══ Data listing
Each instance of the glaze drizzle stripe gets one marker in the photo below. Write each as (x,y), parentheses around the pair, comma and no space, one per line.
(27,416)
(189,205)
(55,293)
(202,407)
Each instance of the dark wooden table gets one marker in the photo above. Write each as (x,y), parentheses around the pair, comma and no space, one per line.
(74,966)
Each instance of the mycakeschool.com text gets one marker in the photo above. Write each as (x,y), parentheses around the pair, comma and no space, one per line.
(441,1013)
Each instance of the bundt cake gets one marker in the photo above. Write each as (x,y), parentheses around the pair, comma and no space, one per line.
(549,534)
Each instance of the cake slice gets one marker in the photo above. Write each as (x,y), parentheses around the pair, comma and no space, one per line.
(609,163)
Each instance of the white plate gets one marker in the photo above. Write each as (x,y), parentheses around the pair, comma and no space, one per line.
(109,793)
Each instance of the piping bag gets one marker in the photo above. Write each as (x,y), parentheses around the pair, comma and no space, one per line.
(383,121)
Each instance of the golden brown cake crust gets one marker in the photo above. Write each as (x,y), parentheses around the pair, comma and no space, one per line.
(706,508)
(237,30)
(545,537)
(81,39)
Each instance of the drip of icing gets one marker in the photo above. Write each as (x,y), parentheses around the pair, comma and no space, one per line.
════
══ Data listing
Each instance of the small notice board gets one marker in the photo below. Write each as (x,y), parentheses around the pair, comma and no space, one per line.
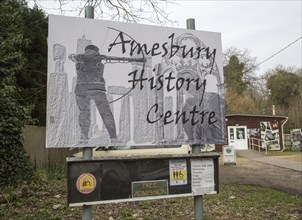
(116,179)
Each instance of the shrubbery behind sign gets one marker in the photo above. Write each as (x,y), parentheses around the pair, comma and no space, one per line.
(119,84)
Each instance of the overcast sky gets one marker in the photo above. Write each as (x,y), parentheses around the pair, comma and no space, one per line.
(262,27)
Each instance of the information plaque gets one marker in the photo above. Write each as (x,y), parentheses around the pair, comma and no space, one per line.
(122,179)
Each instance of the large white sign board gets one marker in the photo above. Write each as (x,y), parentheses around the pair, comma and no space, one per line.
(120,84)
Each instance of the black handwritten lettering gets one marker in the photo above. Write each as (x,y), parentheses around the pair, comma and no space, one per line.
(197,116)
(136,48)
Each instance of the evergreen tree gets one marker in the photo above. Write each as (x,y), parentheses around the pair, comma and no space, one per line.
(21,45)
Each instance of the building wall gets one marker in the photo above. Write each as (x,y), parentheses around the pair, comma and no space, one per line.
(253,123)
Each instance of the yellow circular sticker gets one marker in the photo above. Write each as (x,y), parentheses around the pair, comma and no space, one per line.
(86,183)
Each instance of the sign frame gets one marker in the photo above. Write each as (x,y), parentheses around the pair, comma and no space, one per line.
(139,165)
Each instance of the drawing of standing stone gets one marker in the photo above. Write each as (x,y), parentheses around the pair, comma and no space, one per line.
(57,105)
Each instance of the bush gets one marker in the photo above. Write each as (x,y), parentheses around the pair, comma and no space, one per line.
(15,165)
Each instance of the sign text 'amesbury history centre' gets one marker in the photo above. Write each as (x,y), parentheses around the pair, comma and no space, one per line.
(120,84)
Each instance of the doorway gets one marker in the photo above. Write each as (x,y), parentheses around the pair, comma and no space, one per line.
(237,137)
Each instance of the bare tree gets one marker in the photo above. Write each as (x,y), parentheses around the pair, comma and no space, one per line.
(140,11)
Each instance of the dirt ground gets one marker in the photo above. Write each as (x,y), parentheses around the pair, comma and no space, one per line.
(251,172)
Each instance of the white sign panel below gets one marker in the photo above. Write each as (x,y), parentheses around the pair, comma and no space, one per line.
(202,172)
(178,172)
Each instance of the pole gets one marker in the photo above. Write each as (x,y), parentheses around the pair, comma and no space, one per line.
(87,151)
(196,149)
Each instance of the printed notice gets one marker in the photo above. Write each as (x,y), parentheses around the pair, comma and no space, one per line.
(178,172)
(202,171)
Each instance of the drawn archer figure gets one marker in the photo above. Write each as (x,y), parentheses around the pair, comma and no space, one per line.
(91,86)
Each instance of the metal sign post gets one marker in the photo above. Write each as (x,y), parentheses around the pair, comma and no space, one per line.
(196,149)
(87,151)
════
══ Data listing
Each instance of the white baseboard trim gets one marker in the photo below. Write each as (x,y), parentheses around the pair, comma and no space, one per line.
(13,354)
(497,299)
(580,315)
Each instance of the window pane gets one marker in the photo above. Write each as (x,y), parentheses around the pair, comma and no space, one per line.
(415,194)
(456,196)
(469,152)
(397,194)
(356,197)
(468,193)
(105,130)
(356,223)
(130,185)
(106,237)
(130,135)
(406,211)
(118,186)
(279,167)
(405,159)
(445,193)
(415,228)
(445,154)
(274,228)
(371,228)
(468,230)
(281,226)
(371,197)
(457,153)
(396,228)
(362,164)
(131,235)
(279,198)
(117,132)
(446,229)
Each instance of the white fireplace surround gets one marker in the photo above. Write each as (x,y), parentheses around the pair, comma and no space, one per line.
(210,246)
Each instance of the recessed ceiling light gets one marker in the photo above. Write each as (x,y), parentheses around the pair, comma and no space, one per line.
════
▸ Exercise
Write out the records from the line with "Each instance of the glaze" to the line with "Each instance of the drip", including both of those lines.

▸ Finished task
Each instance of the glaze drizzle stripe gets one marker in the photo below. Write each as (x,y), parentheses around the pair, comma and no space, one per line.
(27,416)
(189,205)
(55,293)
(202,407)
Each instance of the dark wooden table gets one marker in the photo above. Write each as (x,y), parentheses around the pair, comma and no space, one per line.
(74,966)
Each instance of the mycakeschool.com text gets one marker in the photo above. Write each as (x,y), parentheses around the pair, comma and no space, one per line.
(441,1013)
Each instance of the bundt cake gets one marker in the photo above. Write each as (x,y), parentheses around the pair, comma and no space, one per line.
(549,534)
Each instance of the cake slice gets one marker in the photo above. Write each as (x,y), parentheses around the pair, comma and no space, one per line.
(609,163)
Each instance of the white plate gets one marker in the photo above. Write each as (x,y), parentheses around the pair, comma and no space, one per line.
(109,793)
Each instance of the piping bag gets one marker in the photo above. Write each as (x,y), parentheses around the pair, comma and no space, one per line.
(383,121)
Each instance of the golden brown cake crust gets one marker in the photo above. Write each as (x,y), parentheses around the pair, comma and no space, one per line.
(706,508)
(237,30)
(545,537)
(81,39)
Each instance of the drip of icing gets one marker in the photo above. Write each as (x,y), parentheses around the pair, comma and no space, one per line.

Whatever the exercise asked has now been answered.